§ **Extrait choisi**:
/---

Philip Roth – Du péché originel

La Tache (éditions Gallimard)

Yan Ciret – Art press n° 284, 1 novembre 2002

Philip Roth est un ogre, l’un de ceux dont les livres dévorent la réalité jusqu’à la laisser exsangue. On croyait son talent en perte de vitesse (1) puis vint Patrimoine, retour sur soi à travers la mort du père. Suivirent ces pics que sont l’Opération Shylock et le Théâtre de Sabbath, exercices de schizophrénie délirante opérant dans la chair même de la théodicée américaine ; c’est-à-dire remuant ciel et terre pour faire rendre sa vérité à l’alliance entre la justice divine hébraïque confondue au messianisme de «l’axe du bien». L’Amérique est une invention juive, Céline avait déjà vu juste, et Roth d’ajouter : «Les juifs ont été faits pour l’Amérique et l’Amérique a été faite pour les juifs.» Alors contempteur, Philip Roth, de cette nation assoiffée de rédemption judéo-calviniste, puritaine, sûre d’être le nouveau Paradis universel ?

Philip Roth Yan Ciret

Pas si simple, tant l’auteur iconoclaste de Portnoy et son complexe traverse toutes les contradictions de l’Amérique en retournant contre elle ses propres armes, des plus triviales aux plus complexes, celles qui transforment en farce métaphysique les cauchemars du rêve américain providentiel. Si l’on a voulu faire de cet écrivain l’un des plus enragés dans la dénonciation du politiquement correct, on se trompe dans les grandes largeurs. Il ne se réduit en rien à ce que lui-même nomme «la tyrannie des convenances». L’ampleur épique de son œuvre, jusque dans ce magistral dernier chef-d’œuvre qu’est La Tache (Human Stain), ne relève aucunement de l’aliénation de l’individu démonisé par son destin social.

\---

§ **Données recueillies**:
/---

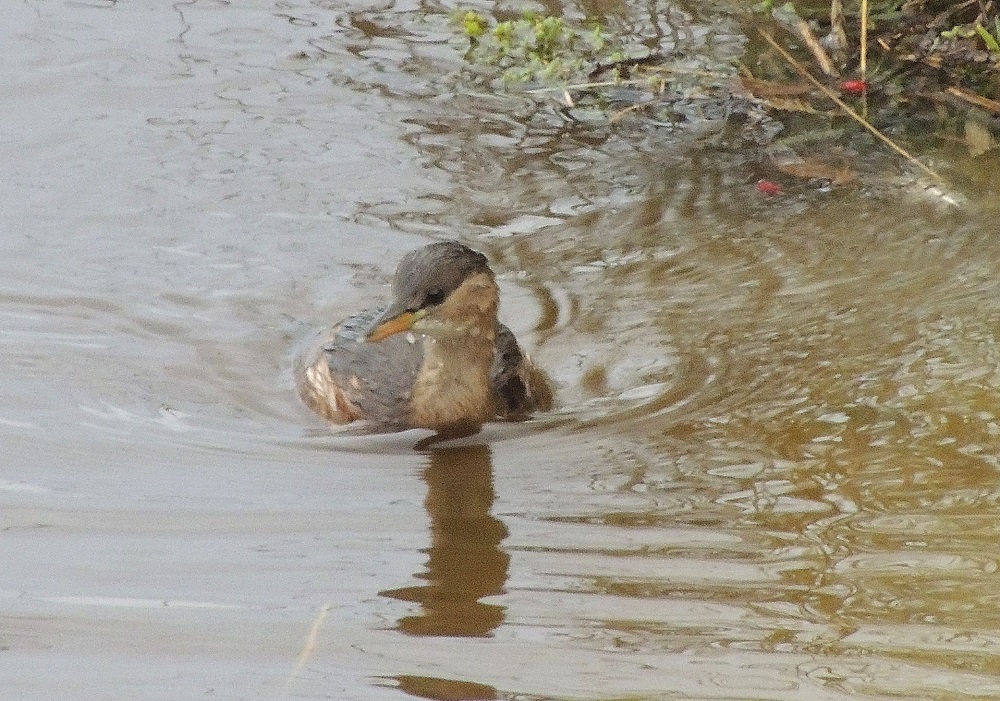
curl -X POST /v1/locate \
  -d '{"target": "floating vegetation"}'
[452,10,625,86]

\---

§ **Travail à faire**:
1. D'après l'extrait sur Philip Roth, quel livre est un retour sur soi à travers la mort du père ?
2. Traduisez en anglais cette phrase de l'extrait sur Philip Roth : « Philip Roth est un ogre, l’un de ceux dont les livres dévorent la réalité jusqu’à la laisser exsangue. »
3. Poursuivez l'extrait sur Philip Roth après sa dernière phrase.

§ **Exercices corrigés**:
1. Patrimoine.

2. Philip Roth is an ogre, one of those whose books devour reality until they leave it bloodless.

3.
La question que pose Philip Roth, depuis Goodby, Colombus en 1959, il ne l’a sans doute jamais aussi bien formulée qu’aujourd’hui : «Nous laissons une souillure, nous laissons une trace, nous laissons notre empreinte. Impureté, cruauté, sévices, erreur, excrément, semence on n’y échappe pas en venant au monde. Il ne s’agit pas d’une désobéissance originelle. Ça n’a rien à voir avec la grâce, le salut, ni la rédemption. La souillure est en chacun. À demeure, inhérente, constitutive. La souillure qui est là avant sa marque. Sans son signe, elle est là. La souillure tellement intrinsèque qu’elle n’a pas besoin d’une marque. La souillure qui précède la désobéissance, qui englobe la désobéissance, défie toute explication, toute compréhension. C’est pourquoi laver cette souillure n’est qu’une plaisanterie. Et même une plaisanterie barbare. Le fantasme de la pureté est terrifiant. Il est dément. Qu’est-ce que la quête de la purification, sinon une impureté de plus ?»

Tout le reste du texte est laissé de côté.